→ Selected text

--- START ---

2002 Latest Caselaw 610 Bom

Citation : 2002 Latest Caselaw 610 Bom
Judgement Date : 26 June, 2002

Bombay High Court
Nandinee Travels Pvt. Ltd. vs Regional Provident Fund ... on 26 June, 2002
Equivalent citations: (2003) IILLJ 810 Bom
Author: P Kakade
Bench: V Palshikar, P Kakade

JUDGMENT

P.V. Kakade, J.

1. The petitioner has preferred this writ petition seeking to set aside and quash the enquiry and order dated November 29, 1989 held under Section 7-A of the Employees' Provident Funds and Miscellaneous Provisions Act, 1952 (hereinafter referred to as the said Act), on the ground that it is illegal and invalid in law.

2. The facts involved in the dispute in brief are thus -

The petitioner Company constituted under the Companies Act, 1956 was established in August, 1979 and is engaged in the business of travelling agency. One Kiran Deochand Shah and his wife are the Directors of the said Company. Ashish Enterprises is a proprietary concern established in the year 1980 dealing in trading of constructional steel and cement and proprietor thereof is the son of the petitioner and is located at 13, Cosmos Commercial Complex, Station Road, Kolhapur. Rakhee Associates is also a proprietary concern established in December, 1984 and deals in the trade of welding rods and industrial accessories and proprietrix thereof is the daughter of the petitioner and the office is located at Shop No. 6, Cosmos Commercial Complex, Kolhapur. Kiran Corporation is another proprietory concern established in January, 1986 and the proprietor thereof is the petitioner himself dealing in the trading of gunny bags and structural steel and is also located in the same complex i. e. Shop No. 7, Cosmos Commercial, Kolhapur.

The petitioner has submitted that the Company i.e. Nandince Travels Pvt. Ltd. and the said other three proprietory concerns are four independent and distinct legal entities engaged in independent business activities which have no nexus with each other. All the four concerns have been registered independently under the Bombay Shops Act and though the petitioner Company is not required to have registration under the Sales Tax Act, the other three proprietary concerns have independent Sales Tax Numbers and are also independently registered for income Tax purposes having independent Income Tax registration numbers and are independently assessed under the Income Tax Act. The offices are also situated independently of each other in various shops at Shop Nos. 5, 13, 6 and 7 though in the same complex i.e. Cosmos Commercial Complex, Kolhapur. According to the petitioner, since the proprietors of Ashish Enterprises and Rakhee Associates were minors at the time of establishment of those concerns, petitioner K.D. Shah was looking into the affairs purely in his capacity as a guardian, however, when they became major, they are looking after the concerns independently. Their operation of business is also different and independent of each other and are having independent staff, Offices and all establishments as well as other administrative arrangements including telephone numbers, telex numbers, muster rolls, salaries and wages accounts, balance-sheets, markets, so on and so forth. In substance, except to the extent that the petitioner K.D. Shah looked after the affairs of the business of all his concerns as a guardian, when his 2 children were minor there was nothing in common in all the said units.

--- END ---

→ Complete the following
1 > Using the court judgment on Nandinee Travels, decide whether each statement agrees with it: (a) Rakhee Associates was established in December, 1984; (b) the petitioner Company is registered under the Sales Tax Act; (c) the proprietor of Kiran Corporation is the petitioner's son. Answer yes or no for each, quoting the deciding words.
2 > Carry the court judgment on Nandinee Travels forward, starting right after its final sentence.

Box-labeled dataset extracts
--- START ---

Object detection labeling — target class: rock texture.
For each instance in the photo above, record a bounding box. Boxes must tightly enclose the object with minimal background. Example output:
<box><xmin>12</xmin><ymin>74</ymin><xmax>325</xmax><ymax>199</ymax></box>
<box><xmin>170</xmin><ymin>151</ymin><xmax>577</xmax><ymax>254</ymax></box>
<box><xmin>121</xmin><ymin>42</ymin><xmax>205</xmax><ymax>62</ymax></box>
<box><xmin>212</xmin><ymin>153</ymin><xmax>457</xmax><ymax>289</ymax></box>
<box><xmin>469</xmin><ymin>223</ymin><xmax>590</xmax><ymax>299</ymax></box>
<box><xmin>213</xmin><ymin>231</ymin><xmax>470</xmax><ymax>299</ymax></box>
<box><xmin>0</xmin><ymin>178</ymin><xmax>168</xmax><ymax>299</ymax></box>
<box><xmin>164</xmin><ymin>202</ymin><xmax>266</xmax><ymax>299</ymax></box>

--- END ---

→ Answers for the tasks
1 >
(a) Yes: "Rakhee Associates is also a proprietary concern established in December, 1984"
(b) No: "though the petitioner Company is not required to have registration under the Sales Tax Act"
(c) No: "the proprietor thereof is the petitioner himself"

2 >
3. Sometimes in the year 1988, an Inspector under the said Act visited all these concerns and called for certain documents, such as, balance-sheets, profit and loss account, Income tax assessments, statements giving number of employees, etc. The said Inspector also inspected the godown of Ashish Enterprises and some statements were taken from certain persons. The Enforcement Officer under the said Act, vide letter dated May 4, 1988 also called for certain documents from all the said units which were duly submitted. It is submitted by the petitioner that, following this exercise, the petitioner received a notice dated July 15, 1988 from Regional Provident Fund Commissioner, Bombay, informing the petitioner that the petitioner Company alongwith three companies were clubbed together for the purpose of Provident Fund Act and were covered under the said Act and that the common code number was allotted to the petitioner. The petitioner protested against this move and in response thereof the surprise visit was made by the Inspector of the concerned authority on October 12, 1988 and further inspection of records was made.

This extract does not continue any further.